:: Da fare ::
Puoi estrarre dal brano sul gaslighting il passo che comincia con "Un’altra conseguenza tipica" e prosegue fino a "autonoma e indipendente.", copiandolo parola per parola?

#### Blocco di testo

Un’altra conseguenza tipica che colpisce le vittime di questo modus operandi è l’insorgere di una vera e propria dipendenza dall’opinione altrui, che si manifesta come un pesante senso di insicurezza e inadeguatezza: il bersaglio si sente spinto a cercare sempre l’approvazione di un altro che non ha alcun interesse a rendere la sua vittima più autonoma e indipendente.

Entrambi finiscono per maturare una dipendenza reciproca: il gaslighter rinfaccia al bersaglio le sue mancanze, per contro il bersaglio trova in lui un’ancora di salvezza a cui crede di potersi appoggiare per mitigare il suo senso di insicurezza: lo scopo comune a entrambi pare essere quindi una deresponsabilizzazione che vede però il manipolatore in una posizione di forza. Mentre l’aggressore ha ormai il controllo del suo bersaglio, parallelamente la vittima è sempre più inconsapevole di quello che sta accadendo e, come vedremo in seguito è portata a chiudersi in uno stato depressivo.

########
#### Estratti dei dati

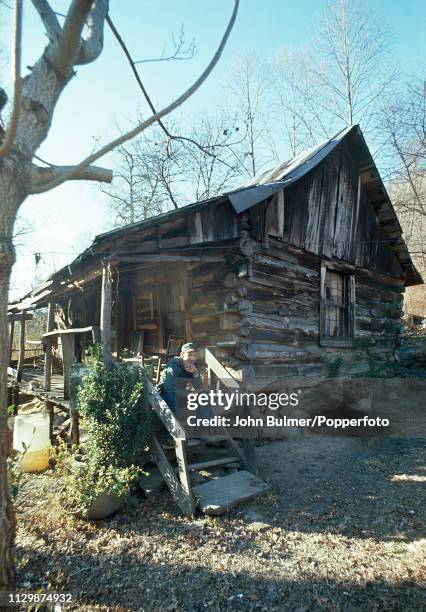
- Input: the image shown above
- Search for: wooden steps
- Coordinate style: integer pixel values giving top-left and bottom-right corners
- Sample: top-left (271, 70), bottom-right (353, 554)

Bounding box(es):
top-left (188, 456), bottom-right (240, 472)
top-left (145, 347), bottom-right (262, 516)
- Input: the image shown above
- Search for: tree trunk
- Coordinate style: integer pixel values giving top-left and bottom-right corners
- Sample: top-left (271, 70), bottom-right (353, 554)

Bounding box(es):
top-left (0, 220), bottom-right (15, 591)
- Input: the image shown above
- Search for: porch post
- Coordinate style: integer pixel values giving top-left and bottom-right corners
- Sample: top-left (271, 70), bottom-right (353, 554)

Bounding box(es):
top-left (16, 311), bottom-right (26, 382)
top-left (43, 302), bottom-right (55, 391)
top-left (100, 264), bottom-right (112, 365)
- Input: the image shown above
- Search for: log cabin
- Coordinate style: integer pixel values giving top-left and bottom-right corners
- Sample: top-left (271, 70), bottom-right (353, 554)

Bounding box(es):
top-left (9, 126), bottom-right (423, 389)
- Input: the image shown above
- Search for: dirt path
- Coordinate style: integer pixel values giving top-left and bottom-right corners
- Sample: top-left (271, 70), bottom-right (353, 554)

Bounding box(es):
top-left (17, 437), bottom-right (426, 612)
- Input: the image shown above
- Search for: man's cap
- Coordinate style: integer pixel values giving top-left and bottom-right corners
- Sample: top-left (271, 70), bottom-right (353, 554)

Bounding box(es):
top-left (180, 342), bottom-right (197, 353)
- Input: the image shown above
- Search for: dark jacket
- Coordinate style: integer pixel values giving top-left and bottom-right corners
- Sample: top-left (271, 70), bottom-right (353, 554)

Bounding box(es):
top-left (158, 357), bottom-right (203, 413)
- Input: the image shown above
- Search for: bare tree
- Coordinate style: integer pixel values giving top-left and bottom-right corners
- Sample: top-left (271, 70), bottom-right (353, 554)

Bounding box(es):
top-left (183, 111), bottom-right (245, 201)
top-left (382, 77), bottom-right (426, 315)
top-left (271, 49), bottom-right (327, 158)
top-left (0, 0), bottom-right (239, 590)
top-left (228, 52), bottom-right (271, 176)
top-left (309, 0), bottom-right (395, 132)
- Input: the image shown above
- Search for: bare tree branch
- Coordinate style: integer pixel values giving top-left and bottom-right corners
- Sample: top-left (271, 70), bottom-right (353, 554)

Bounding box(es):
top-left (33, 0), bottom-right (239, 193)
top-left (135, 24), bottom-right (195, 64)
top-left (46, 0), bottom-right (96, 79)
top-left (30, 164), bottom-right (112, 193)
top-left (76, 0), bottom-right (109, 64)
top-left (0, 0), bottom-right (22, 159)
top-left (31, 0), bottom-right (62, 42)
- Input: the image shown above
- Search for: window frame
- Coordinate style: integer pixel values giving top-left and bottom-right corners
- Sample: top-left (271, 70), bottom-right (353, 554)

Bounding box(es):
top-left (319, 261), bottom-right (355, 348)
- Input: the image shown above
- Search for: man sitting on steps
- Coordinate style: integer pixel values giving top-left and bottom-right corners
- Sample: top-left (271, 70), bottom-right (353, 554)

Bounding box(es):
top-left (158, 342), bottom-right (203, 414)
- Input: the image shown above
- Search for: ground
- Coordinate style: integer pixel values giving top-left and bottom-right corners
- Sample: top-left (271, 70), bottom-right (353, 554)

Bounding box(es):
top-left (17, 436), bottom-right (426, 612)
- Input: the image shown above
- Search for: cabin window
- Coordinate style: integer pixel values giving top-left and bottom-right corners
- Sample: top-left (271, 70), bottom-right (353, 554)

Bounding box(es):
top-left (320, 264), bottom-right (355, 346)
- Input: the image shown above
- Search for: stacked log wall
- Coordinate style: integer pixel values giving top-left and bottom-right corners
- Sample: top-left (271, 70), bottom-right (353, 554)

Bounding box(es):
top-left (190, 240), bottom-right (403, 378)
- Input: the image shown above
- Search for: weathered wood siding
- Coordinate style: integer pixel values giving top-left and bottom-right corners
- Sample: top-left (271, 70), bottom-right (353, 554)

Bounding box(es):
top-left (249, 143), bottom-right (401, 278)
top-left (207, 240), bottom-right (403, 378)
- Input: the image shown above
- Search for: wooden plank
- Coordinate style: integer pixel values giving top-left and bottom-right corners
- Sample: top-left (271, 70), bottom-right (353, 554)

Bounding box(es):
top-left (16, 319), bottom-right (25, 381)
top-left (61, 334), bottom-right (75, 400)
top-left (175, 439), bottom-right (192, 499)
top-left (146, 379), bottom-right (186, 440)
top-left (7, 312), bottom-right (34, 323)
top-left (205, 348), bottom-right (240, 389)
top-left (151, 436), bottom-right (194, 515)
top-left (7, 320), bottom-right (15, 365)
top-left (100, 264), bottom-right (112, 365)
top-left (43, 302), bottom-right (55, 391)
top-left (188, 455), bottom-right (241, 472)
top-left (42, 325), bottom-right (95, 338)
top-left (44, 400), bottom-right (54, 444)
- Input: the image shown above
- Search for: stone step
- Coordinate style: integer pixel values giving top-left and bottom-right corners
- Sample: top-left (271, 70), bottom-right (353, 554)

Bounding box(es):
top-left (193, 470), bottom-right (270, 514)
top-left (188, 456), bottom-right (240, 471)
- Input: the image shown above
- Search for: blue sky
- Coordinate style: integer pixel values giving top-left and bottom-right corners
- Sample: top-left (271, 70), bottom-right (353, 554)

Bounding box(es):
top-left (0, 0), bottom-right (426, 295)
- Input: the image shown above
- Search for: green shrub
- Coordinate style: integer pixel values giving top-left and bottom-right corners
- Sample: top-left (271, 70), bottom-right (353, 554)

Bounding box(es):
top-left (55, 349), bottom-right (152, 515)
top-left (78, 353), bottom-right (152, 467)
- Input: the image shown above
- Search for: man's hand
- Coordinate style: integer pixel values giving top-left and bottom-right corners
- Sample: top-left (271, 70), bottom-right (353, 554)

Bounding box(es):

########

:: Risultato ::
Un’altra conseguenza tipica che colpisce le vittime di questo modus operandi è l’insorgere di una vera e propria dipendenza dall’opinione altrui, che si manifesta come un pesante senso di insicurezza e inadeguatezza: il bersaglio si sente spinto a cercare sempre l’approvazione di un altro che non ha alcun interesse a rendere la sua vittima più autonoma e indipendente.